::: Information given :::

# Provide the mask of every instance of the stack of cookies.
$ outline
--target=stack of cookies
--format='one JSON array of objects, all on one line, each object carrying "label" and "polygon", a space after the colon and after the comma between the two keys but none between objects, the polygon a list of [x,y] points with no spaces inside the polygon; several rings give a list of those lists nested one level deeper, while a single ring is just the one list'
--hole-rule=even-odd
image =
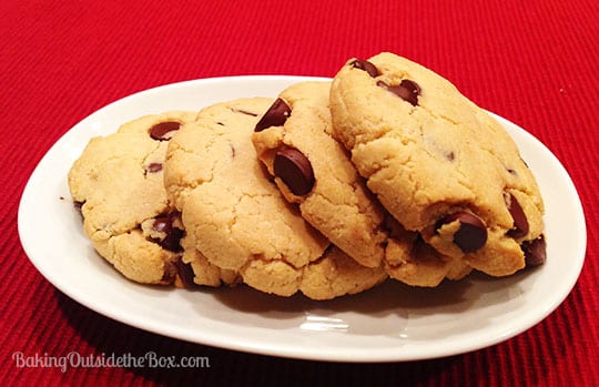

:::

• **Exercise requirements**:
Copy out the listing above word for word, leaving out the picture.

• **Exercise result**:
# Provide the mask of every instance of the stack of cookies.
$ outline
--target=stack of cookies
--format='one JSON array of objects, all on one line, each object carrying "label" and "polygon", a space after the colon and after the comma between the two keys but none between objects, the polygon a list of [x,y] points with no spaces inside the polygon; several rings give a list of those lists nested one level deeper, while a single ring is just the one list'
--hole-rule=even-odd
image =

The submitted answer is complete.